Passage shown>

◇ ◇ ◇ ◇ ◇

The phase I PPI group chose five initial ‘like me’ stories to develop, relating to, (i) safety concerns, (ii) nausea and fatigue, (iii) pelvic pain, (iv) timing and duration of physical activity in pregnancy, and (v) explaining recommendations for intensity of physical activity (for example, see Table 2). Fictional characters and their stories were illustrated by a graphic designer for two stories and housed on a pilot web platform (for example, see Figure 2. For other examples see Supplementary File S3).

3.2. Phase II

3.2.1. Summary of Phase II Stakeholder and PPI Workshops

Stakeholders and PPI advisors in Phase II were in broad agreement with Phase I themes, emphasising a need for clear, concise physical activity information that feels trustworthy, is evidence-based, considers key challenges such as pregnancy-related symptoms and safety concerns, and which acknowledges external roles and responsibilities, including childcare, work commitments and local opportunity (or lack thereof).
Delegates at the stakeholder workshop discussed a range of challenges and opportunities for improving physical activity advice and support in pregnancy and early motherhood, relating to healthcare solutions, social awareness, and resource requirements. Discussions mainly considered opportunities at a policy or organisational level. Healthcare-focused solutions explored ideas such as better integration of physical activity advice and support in antenatal care, increased access to physiotherapy and improved training and resources for HCPs—there was a strong sense that at present, it is a sidelined and largely unsupported issue. Stakeholders noted that solutions must consider ways to address social norms regarding physical activity during pregnancy and alleviate judgement and pressure from public and media. In addition, solutions should seek to promote better mental and emotional wellbeing from active pregnancy, and present family-centred solutions to support physical activity (for example, childcare solutions and whole-family physical activity activities) rather than focusing solely on reducing risk for physical health outcomes. The need for policy level support for physical activity, (for example, from national and local government, and HCP bodies), and adequate financial resourcing to enable implementation of potential equitable solutions was stressed. Stakeholders highlighted the potential benefits of population level media campaigns to shift social norms regarding physical activity in pregnancy, to include public, social media and television marketing. Campaign resources should include positive imagery on posters or advertisements, placed in gyms, medical or healthcare settings and public spaces, free ‘like me’ videos where women discuss their experiences, training resources for HCPs and trustworthy advice available for parents from one place (for example, a dedicated website) with a recognisable visual identity, such as a logo.
PPI groups in Phase II broadly agreed with stakeholder suggestions. Advisors reiterated the need for consistent messaging on physical activity from HCPs, with better education resources to support understanding of benefits of physical activity and address safety concerns. Information and resources need to be culturally accessible, allowing for non-native English speakers and cultural differences. Discussions highlighted the importance of achieving a sense of normality through engaging in physical activity, particularly acknowledging benefits for mental health. Advisors commented on a lack of facilities and classes available for pregnant women and acknowledged variation in social constraints and environmental opportunities for physical activity, for example, lack of time, money, access to suitable green spaces or safe places for walking.

◇ ◇ ◇ ◇ ◇

Stored items
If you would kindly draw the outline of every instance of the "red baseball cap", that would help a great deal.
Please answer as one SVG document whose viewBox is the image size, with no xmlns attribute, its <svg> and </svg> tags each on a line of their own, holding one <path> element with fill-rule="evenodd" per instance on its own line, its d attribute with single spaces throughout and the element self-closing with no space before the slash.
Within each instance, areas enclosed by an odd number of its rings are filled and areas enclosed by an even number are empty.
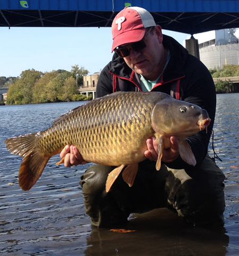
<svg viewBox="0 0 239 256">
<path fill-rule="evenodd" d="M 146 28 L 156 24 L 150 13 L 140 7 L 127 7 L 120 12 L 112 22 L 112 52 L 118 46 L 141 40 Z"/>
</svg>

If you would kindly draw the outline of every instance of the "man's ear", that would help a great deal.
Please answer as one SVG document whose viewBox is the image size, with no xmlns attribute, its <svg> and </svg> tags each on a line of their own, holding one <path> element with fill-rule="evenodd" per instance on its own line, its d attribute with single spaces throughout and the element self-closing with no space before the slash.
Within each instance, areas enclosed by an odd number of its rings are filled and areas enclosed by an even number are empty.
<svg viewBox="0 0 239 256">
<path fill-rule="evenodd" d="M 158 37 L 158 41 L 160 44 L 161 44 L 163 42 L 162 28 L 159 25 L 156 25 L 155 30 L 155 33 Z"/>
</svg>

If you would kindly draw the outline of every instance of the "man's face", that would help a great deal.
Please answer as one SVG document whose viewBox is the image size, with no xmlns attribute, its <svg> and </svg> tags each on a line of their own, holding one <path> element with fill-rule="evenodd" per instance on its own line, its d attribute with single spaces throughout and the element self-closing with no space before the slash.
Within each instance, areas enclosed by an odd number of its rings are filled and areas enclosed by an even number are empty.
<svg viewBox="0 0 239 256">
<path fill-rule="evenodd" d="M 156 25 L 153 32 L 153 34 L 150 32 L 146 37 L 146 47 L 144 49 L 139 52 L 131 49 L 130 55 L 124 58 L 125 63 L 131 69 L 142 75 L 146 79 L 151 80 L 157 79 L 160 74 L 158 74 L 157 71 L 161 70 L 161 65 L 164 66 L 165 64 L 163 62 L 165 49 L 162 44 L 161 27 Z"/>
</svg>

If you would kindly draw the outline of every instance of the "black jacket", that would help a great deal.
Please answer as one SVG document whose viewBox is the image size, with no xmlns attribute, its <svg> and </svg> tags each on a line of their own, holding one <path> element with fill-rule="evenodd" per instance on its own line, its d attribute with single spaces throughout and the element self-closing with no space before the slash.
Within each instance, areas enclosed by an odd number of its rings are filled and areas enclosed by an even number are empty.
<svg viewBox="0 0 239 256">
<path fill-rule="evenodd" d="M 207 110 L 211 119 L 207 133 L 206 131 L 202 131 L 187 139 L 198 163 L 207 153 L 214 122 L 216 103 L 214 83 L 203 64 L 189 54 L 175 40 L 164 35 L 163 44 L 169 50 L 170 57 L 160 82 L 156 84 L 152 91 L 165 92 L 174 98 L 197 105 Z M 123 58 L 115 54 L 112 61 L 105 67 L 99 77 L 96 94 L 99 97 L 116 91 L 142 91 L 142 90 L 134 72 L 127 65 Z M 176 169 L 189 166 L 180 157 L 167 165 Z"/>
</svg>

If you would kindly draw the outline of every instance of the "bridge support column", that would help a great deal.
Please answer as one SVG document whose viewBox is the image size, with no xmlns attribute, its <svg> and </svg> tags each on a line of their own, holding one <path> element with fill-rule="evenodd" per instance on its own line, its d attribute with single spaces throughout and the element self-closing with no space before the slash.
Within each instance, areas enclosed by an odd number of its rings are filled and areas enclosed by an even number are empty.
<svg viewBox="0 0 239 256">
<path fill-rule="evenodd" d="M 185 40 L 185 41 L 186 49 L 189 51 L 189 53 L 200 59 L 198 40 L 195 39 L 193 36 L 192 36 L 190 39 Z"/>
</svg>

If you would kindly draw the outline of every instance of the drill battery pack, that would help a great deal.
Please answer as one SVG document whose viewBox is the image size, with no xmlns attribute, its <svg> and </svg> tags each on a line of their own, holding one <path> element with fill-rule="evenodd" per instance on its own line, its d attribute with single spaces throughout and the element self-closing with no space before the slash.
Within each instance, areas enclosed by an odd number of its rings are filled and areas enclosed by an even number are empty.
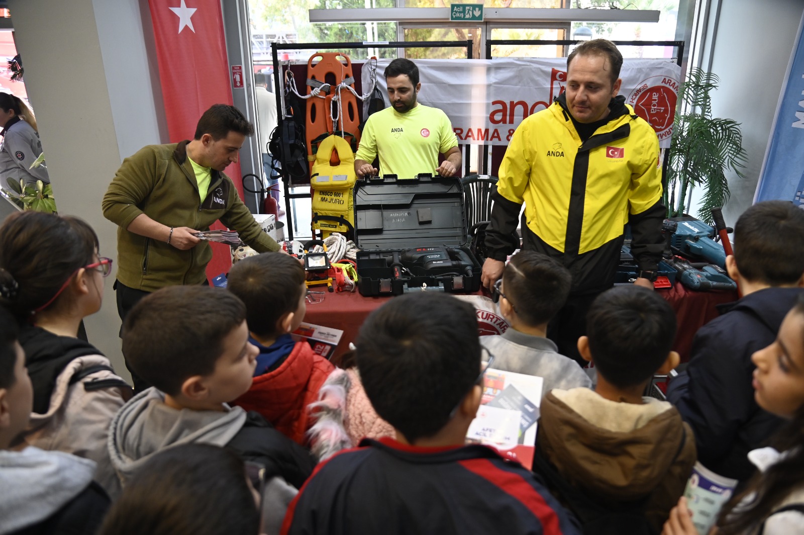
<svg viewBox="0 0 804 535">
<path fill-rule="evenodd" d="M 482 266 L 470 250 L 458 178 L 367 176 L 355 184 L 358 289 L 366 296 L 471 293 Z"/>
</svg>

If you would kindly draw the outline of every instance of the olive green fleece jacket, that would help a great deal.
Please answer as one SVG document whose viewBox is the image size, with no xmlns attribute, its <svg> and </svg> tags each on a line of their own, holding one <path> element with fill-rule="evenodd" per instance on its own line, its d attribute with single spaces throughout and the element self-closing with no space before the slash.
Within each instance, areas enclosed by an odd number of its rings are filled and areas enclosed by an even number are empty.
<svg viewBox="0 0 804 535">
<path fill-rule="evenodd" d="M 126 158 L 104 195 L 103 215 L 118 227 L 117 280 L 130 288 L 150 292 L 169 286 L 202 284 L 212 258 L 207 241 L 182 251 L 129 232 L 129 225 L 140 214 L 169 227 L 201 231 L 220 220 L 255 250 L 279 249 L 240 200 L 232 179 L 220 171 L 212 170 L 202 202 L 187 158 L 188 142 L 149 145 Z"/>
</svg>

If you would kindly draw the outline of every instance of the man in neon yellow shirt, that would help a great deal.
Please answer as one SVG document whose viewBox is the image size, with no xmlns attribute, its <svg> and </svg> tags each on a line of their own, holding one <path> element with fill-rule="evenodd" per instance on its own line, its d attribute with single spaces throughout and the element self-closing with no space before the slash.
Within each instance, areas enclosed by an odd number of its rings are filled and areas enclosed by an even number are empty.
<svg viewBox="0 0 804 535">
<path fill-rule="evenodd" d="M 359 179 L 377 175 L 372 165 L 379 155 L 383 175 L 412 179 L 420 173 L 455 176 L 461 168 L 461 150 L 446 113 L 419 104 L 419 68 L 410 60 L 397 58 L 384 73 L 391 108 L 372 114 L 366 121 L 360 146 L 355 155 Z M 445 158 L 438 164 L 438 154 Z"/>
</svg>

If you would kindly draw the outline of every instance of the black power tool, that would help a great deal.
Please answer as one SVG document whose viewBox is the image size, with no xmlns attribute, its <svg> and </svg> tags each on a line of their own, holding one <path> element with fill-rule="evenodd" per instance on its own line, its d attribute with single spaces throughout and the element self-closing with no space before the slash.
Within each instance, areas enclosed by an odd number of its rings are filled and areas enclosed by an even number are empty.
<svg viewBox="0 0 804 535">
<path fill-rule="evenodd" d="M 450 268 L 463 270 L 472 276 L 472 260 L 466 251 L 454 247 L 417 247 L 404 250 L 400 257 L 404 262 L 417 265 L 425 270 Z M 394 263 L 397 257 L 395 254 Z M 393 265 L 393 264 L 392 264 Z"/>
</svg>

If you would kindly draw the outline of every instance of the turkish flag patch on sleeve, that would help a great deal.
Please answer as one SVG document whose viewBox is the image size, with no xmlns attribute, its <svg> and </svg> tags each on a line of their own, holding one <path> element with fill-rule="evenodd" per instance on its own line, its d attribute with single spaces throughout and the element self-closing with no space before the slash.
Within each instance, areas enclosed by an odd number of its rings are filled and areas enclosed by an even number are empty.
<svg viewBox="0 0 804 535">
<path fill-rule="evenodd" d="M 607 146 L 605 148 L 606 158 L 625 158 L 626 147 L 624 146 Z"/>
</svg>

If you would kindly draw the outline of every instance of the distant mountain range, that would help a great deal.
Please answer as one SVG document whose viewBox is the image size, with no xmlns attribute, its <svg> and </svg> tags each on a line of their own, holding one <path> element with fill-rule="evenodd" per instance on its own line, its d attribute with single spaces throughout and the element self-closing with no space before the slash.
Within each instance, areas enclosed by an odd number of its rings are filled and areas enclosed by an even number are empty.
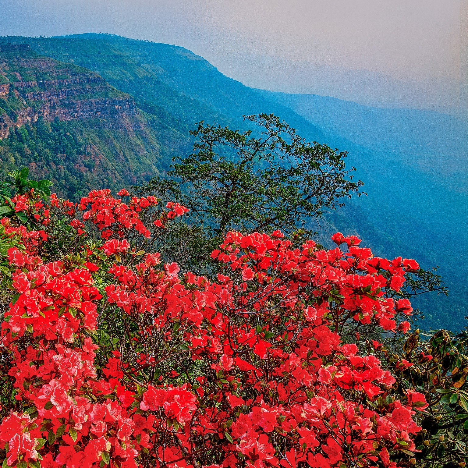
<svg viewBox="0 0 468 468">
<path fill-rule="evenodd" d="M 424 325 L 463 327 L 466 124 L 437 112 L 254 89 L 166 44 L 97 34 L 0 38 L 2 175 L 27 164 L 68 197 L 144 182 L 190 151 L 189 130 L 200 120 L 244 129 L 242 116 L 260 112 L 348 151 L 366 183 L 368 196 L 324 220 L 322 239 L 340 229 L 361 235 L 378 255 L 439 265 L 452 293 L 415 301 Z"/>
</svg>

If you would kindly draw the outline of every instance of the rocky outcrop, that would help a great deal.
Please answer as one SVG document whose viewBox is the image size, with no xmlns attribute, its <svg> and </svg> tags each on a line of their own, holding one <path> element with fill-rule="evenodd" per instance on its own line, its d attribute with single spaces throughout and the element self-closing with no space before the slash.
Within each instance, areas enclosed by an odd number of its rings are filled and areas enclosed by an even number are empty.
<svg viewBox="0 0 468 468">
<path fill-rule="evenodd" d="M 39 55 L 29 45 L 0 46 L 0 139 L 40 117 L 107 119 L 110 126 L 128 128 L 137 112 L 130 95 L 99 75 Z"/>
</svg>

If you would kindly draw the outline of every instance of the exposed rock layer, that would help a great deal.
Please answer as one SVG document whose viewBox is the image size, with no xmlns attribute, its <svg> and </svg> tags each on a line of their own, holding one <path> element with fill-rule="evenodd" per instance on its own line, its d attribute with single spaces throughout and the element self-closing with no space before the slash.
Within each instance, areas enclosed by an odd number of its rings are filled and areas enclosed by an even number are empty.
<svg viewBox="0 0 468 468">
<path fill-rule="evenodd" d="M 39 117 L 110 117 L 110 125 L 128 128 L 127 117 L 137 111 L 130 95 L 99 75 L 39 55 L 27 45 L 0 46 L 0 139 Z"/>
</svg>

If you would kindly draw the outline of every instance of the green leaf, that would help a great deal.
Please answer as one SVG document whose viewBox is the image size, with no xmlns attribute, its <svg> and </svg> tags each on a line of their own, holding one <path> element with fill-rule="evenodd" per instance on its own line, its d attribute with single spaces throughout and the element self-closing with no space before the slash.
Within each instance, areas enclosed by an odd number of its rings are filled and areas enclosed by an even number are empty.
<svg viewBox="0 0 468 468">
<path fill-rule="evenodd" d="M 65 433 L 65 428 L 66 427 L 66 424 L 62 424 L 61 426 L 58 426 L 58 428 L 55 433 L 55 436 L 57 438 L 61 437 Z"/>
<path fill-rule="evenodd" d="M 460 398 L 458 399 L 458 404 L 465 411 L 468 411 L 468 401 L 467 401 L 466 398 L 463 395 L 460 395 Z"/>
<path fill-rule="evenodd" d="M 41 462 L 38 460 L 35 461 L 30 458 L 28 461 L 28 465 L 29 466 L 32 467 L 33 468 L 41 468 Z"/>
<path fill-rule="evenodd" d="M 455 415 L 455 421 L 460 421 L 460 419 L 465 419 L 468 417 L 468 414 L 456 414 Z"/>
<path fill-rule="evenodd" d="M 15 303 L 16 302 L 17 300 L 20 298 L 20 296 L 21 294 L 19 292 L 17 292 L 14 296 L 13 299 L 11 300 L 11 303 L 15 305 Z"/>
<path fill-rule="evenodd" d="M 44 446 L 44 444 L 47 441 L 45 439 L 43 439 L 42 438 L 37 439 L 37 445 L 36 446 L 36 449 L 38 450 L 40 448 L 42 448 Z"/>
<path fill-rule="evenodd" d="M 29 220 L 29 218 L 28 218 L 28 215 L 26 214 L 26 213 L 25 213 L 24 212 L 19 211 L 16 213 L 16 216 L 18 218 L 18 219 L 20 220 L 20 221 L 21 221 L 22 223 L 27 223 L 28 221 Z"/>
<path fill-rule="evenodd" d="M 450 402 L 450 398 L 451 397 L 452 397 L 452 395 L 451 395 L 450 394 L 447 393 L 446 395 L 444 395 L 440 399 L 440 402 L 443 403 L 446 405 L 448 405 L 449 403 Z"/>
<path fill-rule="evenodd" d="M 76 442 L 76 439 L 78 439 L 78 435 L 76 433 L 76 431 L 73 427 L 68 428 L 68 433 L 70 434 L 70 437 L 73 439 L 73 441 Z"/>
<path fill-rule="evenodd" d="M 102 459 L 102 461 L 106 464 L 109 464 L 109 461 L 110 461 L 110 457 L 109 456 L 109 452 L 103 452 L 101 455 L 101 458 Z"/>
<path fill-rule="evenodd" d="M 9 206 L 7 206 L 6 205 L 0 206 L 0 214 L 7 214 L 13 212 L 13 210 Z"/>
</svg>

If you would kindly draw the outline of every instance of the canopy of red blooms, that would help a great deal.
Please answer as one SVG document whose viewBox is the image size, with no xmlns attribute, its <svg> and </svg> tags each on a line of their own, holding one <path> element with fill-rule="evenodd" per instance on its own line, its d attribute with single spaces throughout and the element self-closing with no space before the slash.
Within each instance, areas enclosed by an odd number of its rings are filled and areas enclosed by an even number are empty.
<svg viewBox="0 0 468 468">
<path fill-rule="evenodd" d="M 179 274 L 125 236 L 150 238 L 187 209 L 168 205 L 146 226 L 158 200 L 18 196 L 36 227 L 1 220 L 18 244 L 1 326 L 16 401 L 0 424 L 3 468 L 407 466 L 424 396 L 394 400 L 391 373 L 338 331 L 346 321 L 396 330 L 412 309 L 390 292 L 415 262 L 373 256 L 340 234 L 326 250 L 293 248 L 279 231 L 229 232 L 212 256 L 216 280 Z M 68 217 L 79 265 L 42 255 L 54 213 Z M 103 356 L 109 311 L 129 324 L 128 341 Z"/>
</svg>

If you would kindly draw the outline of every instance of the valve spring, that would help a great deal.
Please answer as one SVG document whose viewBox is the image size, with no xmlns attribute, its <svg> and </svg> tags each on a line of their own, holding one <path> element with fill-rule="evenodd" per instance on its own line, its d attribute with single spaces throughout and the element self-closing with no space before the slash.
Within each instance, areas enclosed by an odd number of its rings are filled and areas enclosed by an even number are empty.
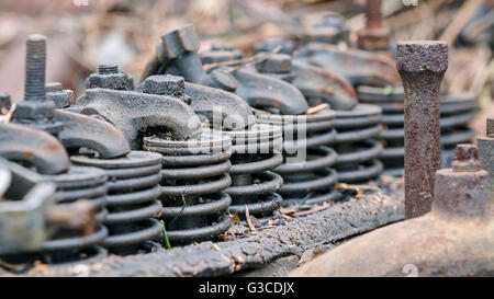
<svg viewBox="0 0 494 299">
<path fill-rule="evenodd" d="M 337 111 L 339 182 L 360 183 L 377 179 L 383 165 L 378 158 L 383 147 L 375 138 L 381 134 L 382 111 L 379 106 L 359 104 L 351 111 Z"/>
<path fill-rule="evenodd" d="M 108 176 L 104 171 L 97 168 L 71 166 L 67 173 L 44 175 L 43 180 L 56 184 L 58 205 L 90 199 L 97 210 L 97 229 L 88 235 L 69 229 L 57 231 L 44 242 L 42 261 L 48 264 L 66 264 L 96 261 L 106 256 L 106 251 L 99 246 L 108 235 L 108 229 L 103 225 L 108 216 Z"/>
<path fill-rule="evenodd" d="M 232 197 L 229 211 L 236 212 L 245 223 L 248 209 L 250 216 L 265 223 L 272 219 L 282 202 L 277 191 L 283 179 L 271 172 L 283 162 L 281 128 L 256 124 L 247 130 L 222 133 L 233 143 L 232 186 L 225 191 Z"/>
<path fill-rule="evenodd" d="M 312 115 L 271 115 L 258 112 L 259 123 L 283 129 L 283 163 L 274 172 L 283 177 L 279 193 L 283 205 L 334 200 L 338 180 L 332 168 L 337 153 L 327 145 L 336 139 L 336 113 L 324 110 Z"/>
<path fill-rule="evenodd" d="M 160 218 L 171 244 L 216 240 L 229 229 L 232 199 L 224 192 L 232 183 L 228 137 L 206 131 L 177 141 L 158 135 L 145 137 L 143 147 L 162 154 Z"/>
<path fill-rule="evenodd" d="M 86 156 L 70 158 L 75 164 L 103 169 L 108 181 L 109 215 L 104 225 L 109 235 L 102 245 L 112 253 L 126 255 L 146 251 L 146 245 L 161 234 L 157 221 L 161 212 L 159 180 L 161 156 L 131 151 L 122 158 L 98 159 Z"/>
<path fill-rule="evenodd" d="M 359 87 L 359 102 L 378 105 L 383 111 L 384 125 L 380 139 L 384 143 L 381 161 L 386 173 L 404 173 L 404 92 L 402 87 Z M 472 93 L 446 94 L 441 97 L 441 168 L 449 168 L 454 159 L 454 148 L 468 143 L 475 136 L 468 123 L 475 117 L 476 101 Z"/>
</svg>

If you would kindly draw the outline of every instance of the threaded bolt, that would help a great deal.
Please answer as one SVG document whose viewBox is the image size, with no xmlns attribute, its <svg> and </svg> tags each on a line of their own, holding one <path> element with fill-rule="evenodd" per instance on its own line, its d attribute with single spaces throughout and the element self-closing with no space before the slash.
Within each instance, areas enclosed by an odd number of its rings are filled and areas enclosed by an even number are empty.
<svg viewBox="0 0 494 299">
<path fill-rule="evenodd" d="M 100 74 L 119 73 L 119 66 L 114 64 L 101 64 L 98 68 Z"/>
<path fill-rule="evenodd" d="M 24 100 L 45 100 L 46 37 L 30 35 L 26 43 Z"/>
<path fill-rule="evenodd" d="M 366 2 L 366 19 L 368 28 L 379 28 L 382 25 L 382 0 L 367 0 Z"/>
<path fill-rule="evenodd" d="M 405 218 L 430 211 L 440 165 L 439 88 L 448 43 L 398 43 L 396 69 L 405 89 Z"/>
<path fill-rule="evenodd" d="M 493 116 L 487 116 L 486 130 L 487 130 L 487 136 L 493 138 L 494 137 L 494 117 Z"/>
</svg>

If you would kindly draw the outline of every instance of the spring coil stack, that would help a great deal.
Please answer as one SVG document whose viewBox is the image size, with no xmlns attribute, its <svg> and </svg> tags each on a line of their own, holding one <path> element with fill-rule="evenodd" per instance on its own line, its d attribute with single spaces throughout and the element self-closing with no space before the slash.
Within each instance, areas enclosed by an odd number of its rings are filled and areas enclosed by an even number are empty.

◇ ◇ ◇ ◇ ◇

Exercise tasks>
A - Decide whether each statement agrees with the passage on physical activity in pregnancy, giving yes or no and quoting the words that settle it: (i) The phase I PPI group chose five initial stories to develop. (ii) A graphic designer illustrated all of the stories. (iii) Stakeholder workshop discussions mainly considered opportunities at an individual level.
B - According to the passage on physical activity in pregnancy, what did Phase II PPI advisors say information and resources must allow for?
C - From the passage on physical activity in pregnancy, output the portion starting at "The phase I" and ending at "Supplementary File S3).".
The listing plays no part in this work.

Answers below>
A -
(i) Yes: "The phase I PPI group chose five initial ‘like me’ stories to develop"
(ii) No: "illustrated by a graphic designer for two stories"
(iii) No: "Discussions mainly considered opportunities at a policy or organisational level."

B - Non-native English speakers and cultural differences.

C -
The phase I PPI group chose five initial ‘like me’ stories to develop, relating to, (i) safety concerns, (ii) nausea and fatigue, (iii) pelvic pain, (iv) timing and duration of physical activity in pregnancy, and (v) explaining recommendations for intensity of physical activity (for example, see Table 2). Fictional characters and their stories were illustrated by a graphic designer for two stories and housed on a pilot web platform (for example, see Figure 2. For other examples see Supplementary File S3).